### CONSIGNA
Según el texto sobre la contemplación y el amor de Dios, ¿a qué lleva la herida de ese amor en lugar de llevar a la muerte?

### TEXTO FUENTE
"""
Dios ha cambiado radicalmente el lenguaje del amor con el que se comunica y
ofrece al alma.
En
este tiempo de enlazamiento en noticia oscura de amor permanece el alma algún
período. Pero siempre su arribo parece creciente. Hasta que la suave caricia –sin
dejar de serlo- le parece al contemplador violenta, tanto que le provoca una
herida. Abre herida la noticia de amor. Más que caricia experimenta un
flechazo, una espada atravesándolo de lado a lado. Una caricia que deja herida
de amor. Difícil de comprender pero verdadero: el amor de Dios hiere. Pero no
es una herida que lleva a la muerte sino a la vida ya que acrecienta el amor. Y
es herida por la desmedida que existe entre los dos. Si el sol con su benéfica
luz nos hiere la vista y con su calor la piel, cuánto más nos herirá con su
cercanía el Señor todo el ser.
El
acercarse de Dios es como un rayo oscuro que descarga a la vez ceguera y
visión: apaga las sensaciones pero siembra un nuevo sentido interior,
verdaderamente hiere pero de amor. La noche ha llegado.
El
ya ahora contemplador abre la puerta de la casa como la amada del Cantar que
sale de la ciudad al campo abierto para buscar a su Amado. Sucede que esta
herida que “enferma” de amor es la gracia de ensanchar a límites sobrenaturales
-ya que nadie podría ensanchar así por sí mismo- el deseo de encuentro con el
Señor. Este deseo tiende desde el comienzo a una unión íntima, perfecta y total
con Dios: ser de Él y estar en Él todo entero.
Para
visualizar mejor este pasaje de la adoración adquirida a la contemplación
infusa se me ocurre comparar al Moisés que se descalza y baja el rostro frente
a la zarza con el Moisés que baja del monte y se cubre el rostro que resplandece
ya de la gloria de Dios. El primero adora, el segundo contempla. A esta unión transformante
aspira el contemplador herido por un tan quemante amor.
Y
el Señor se pone en fuga, no espera tras la puerta sino que corre y de este
modo pone a su amador a perseguirlo. Es parte de su pedagogía enseñarnos a
buscarle, esconderse para incrementar el deseo, juguetear amorosamente a las
escondidas. Y es ésta la luz que brilla en este primer momento de la noche:
experimentar el agigantamiento gratuito del deseo de amor y el ensanchamiento
de la capacidad de encontrarse con el Señor a rostro descubierto -aunque de
momento sólo se perciba su silueta oscura-.
Es
la etapa del re-enamoramiento contemplativo, del noviazgo que se inicia con
todos sus primeros ardores. Ya experimenta el contemplador que no podría vivir
tranquilo sin unirse a su Señor. Y el Amado le prueba y le hace crecer
escabulléndosele y a la vez dejando huellas, pistas, incitaciones. Es propio de
esta primera noche que el Amado excite el deseo de unión y que haga
experimentar al contemplador cómo el corazón y la vida entera se le van detrás
de Él.
"""
### MATERIAL RECOPILADO
"""
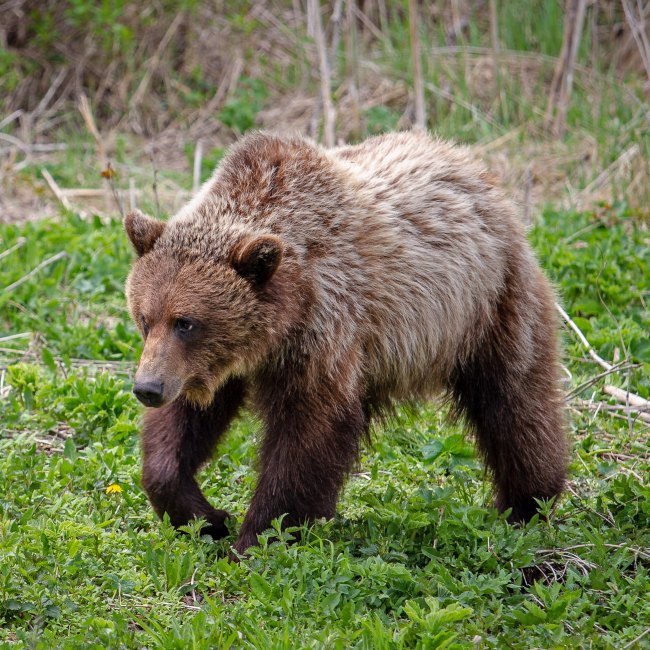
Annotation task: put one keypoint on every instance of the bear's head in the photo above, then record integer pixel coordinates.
"""
### RESPUESTA ESCRITA
Lleva a la vida, ya que acrecienta el amor.